Problem to solve = Please copy the material from the line that has "FIND white ribbon wrap on bouquet" through the line that has "top-left (0, 136), bottom-right (33, 219)", swapping "pink rose" for "peach rose" and changing nothing else.

Data shown =
:::::

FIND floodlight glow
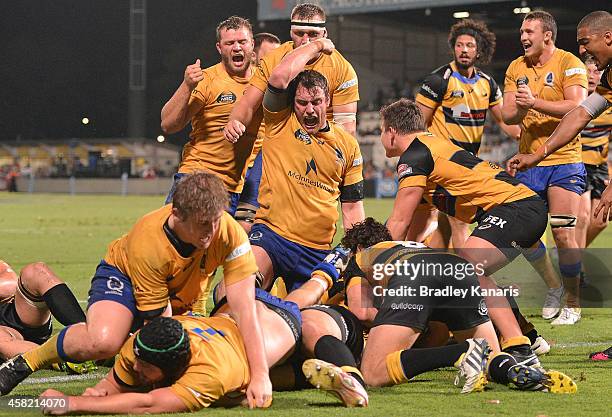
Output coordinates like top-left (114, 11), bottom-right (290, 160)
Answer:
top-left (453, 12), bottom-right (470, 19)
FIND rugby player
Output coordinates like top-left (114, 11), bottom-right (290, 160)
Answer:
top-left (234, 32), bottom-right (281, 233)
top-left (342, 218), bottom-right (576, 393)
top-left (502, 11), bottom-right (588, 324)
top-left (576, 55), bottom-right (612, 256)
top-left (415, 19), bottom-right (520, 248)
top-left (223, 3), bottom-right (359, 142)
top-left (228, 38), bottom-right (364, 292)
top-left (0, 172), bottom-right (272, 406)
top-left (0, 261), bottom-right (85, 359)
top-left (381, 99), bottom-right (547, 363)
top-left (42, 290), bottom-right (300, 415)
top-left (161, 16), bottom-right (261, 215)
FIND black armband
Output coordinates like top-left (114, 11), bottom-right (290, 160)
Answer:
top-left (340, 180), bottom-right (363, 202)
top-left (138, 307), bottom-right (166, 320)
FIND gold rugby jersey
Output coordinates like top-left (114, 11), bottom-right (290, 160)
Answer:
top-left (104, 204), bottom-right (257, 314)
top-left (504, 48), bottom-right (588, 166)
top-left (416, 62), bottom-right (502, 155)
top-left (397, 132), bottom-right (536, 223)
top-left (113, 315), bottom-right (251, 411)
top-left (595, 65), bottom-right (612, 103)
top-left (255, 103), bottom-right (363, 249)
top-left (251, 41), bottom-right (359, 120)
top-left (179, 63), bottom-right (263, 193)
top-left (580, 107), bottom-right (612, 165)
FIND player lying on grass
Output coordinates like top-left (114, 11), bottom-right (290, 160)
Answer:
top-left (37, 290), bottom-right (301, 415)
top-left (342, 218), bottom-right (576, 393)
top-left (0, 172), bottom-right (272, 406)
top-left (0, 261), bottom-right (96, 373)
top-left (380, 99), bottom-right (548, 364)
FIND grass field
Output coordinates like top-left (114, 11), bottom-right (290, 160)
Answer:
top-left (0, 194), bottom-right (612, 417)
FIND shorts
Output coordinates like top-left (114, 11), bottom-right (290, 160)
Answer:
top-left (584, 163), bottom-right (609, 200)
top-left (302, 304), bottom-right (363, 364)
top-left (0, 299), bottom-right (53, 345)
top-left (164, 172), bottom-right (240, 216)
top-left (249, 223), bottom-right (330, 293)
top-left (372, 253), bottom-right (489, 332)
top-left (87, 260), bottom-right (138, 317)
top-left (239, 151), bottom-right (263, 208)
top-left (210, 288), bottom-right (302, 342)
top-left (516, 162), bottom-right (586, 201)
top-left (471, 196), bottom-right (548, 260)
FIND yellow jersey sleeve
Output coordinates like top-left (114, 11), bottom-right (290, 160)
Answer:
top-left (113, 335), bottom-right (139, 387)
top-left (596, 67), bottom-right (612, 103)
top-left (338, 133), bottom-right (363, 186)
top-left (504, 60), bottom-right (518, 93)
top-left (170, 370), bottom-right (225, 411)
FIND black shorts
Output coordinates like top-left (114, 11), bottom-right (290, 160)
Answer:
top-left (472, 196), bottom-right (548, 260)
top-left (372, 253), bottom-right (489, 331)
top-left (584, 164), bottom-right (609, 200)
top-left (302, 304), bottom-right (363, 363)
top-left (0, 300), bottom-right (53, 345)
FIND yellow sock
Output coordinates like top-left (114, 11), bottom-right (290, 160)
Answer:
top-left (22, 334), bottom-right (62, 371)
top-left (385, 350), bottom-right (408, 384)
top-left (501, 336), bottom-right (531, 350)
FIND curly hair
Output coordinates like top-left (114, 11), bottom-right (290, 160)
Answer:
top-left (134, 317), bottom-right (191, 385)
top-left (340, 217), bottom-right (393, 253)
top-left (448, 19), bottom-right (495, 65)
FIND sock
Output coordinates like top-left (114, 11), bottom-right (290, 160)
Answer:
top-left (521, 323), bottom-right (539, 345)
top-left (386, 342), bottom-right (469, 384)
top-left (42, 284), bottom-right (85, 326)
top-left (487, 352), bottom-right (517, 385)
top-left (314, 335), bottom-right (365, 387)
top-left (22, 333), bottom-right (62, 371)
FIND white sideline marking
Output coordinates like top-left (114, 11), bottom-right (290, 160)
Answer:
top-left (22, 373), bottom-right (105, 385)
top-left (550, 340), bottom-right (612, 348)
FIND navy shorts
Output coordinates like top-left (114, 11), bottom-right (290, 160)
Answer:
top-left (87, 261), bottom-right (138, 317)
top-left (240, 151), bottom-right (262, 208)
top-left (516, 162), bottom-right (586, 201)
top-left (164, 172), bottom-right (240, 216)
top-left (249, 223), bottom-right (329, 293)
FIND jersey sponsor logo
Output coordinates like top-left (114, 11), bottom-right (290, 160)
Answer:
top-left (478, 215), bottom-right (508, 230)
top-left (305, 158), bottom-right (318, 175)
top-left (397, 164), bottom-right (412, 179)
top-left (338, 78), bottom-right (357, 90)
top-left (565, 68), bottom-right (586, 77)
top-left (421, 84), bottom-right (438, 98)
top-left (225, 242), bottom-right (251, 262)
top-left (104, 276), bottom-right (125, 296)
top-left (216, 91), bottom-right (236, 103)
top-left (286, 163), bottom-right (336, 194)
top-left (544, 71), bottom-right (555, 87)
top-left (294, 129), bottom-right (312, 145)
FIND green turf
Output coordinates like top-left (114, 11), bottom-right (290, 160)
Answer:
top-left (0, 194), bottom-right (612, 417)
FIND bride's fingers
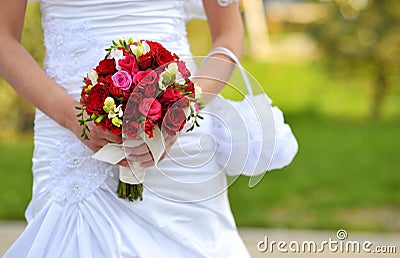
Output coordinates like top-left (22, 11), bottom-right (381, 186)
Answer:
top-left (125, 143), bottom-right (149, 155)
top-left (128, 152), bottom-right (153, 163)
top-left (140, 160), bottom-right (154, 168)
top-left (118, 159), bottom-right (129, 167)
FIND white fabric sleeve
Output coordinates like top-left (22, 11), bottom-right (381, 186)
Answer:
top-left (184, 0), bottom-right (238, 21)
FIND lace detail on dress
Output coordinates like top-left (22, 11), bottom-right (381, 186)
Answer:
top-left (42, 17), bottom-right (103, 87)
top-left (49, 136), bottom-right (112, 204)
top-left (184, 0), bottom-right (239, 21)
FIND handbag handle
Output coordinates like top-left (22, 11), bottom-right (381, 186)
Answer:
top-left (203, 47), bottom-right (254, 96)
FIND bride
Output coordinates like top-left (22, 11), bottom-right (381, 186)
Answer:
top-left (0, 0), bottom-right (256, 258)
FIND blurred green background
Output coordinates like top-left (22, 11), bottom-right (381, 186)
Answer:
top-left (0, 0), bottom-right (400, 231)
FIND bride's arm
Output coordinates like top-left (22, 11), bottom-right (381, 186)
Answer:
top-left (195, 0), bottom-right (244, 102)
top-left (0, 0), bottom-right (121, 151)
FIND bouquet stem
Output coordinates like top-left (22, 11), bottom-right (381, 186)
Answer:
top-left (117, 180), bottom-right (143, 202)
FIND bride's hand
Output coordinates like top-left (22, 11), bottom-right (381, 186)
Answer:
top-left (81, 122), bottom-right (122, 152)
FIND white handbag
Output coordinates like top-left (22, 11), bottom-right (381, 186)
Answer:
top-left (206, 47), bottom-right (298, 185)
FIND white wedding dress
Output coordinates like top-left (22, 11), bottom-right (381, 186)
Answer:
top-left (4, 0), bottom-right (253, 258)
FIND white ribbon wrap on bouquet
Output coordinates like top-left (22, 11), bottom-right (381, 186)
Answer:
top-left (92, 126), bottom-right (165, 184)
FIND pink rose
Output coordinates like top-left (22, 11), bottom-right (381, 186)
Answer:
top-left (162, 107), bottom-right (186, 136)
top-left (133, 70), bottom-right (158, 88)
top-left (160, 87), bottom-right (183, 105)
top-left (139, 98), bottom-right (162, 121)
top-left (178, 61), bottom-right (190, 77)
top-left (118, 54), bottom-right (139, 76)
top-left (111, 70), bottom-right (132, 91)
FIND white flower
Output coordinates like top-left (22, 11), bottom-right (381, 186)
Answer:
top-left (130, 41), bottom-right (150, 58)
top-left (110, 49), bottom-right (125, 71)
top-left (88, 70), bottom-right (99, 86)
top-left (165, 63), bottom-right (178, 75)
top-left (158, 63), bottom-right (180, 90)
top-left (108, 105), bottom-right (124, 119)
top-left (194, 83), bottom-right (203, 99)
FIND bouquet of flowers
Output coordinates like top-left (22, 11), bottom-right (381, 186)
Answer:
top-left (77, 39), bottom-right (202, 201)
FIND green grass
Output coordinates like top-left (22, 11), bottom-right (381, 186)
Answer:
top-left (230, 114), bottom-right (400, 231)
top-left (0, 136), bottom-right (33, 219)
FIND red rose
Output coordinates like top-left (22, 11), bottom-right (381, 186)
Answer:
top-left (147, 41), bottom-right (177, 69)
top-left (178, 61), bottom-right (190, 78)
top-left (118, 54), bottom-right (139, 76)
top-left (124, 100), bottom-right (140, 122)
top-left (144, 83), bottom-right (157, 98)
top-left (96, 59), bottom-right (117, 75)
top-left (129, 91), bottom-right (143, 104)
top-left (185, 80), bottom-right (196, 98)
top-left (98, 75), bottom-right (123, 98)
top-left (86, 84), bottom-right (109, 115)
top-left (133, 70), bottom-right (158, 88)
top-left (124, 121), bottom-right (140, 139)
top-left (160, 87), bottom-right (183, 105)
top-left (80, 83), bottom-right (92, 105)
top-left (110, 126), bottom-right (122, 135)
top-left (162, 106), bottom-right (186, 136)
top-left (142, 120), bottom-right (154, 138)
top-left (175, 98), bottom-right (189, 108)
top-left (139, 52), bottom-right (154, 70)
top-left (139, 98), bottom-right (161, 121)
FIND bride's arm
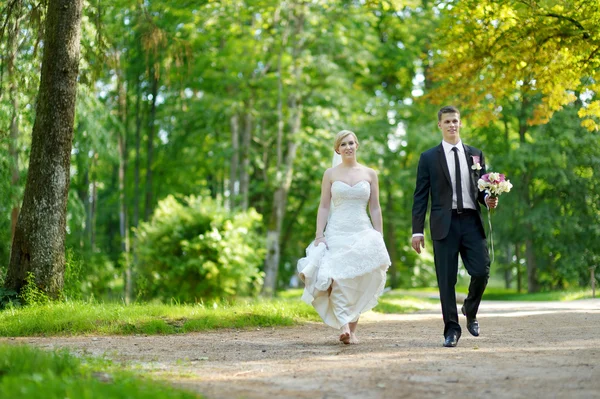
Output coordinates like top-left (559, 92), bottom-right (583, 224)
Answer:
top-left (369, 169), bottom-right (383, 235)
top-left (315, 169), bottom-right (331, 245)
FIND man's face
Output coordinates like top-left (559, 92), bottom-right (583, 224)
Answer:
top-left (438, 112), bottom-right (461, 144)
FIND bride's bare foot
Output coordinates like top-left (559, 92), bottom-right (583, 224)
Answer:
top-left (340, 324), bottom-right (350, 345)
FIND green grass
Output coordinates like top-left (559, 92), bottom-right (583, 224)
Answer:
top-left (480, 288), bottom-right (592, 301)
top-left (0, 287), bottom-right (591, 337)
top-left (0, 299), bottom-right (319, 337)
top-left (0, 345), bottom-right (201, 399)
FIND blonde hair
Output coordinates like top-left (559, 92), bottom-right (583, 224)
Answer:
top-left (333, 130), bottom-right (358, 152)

:::::

Full solution =
FIND white ribbon wrap on bouquet
Output coordinates like top-left (22, 11), bottom-right (381, 186)
Answer:
top-left (92, 126), bottom-right (165, 184)
FIND peach rose
Output coordinates like top-left (22, 11), bottom-right (381, 186)
Answer:
top-left (162, 107), bottom-right (186, 136)
top-left (133, 70), bottom-right (158, 88)
top-left (160, 87), bottom-right (183, 105)
top-left (139, 98), bottom-right (162, 121)
top-left (178, 61), bottom-right (190, 77)
top-left (118, 54), bottom-right (139, 76)
top-left (111, 70), bottom-right (132, 91)
FIND white flower
Output coordinates like top-left (22, 11), bottom-right (381, 186)
Answer:
top-left (130, 41), bottom-right (150, 58)
top-left (110, 49), bottom-right (125, 71)
top-left (88, 70), bottom-right (99, 86)
top-left (165, 63), bottom-right (178, 75)
top-left (158, 63), bottom-right (180, 90)
top-left (108, 105), bottom-right (124, 119)
top-left (194, 83), bottom-right (203, 99)
FIND bouquet of flowers
Output coordinates like top-left (22, 11), bottom-right (381, 186)
Answer:
top-left (77, 39), bottom-right (202, 201)
FIND green grass
Output coordinates like top-left (22, 11), bottom-right (381, 186)
Answer:
top-left (230, 114), bottom-right (400, 231)
top-left (0, 136), bottom-right (33, 219)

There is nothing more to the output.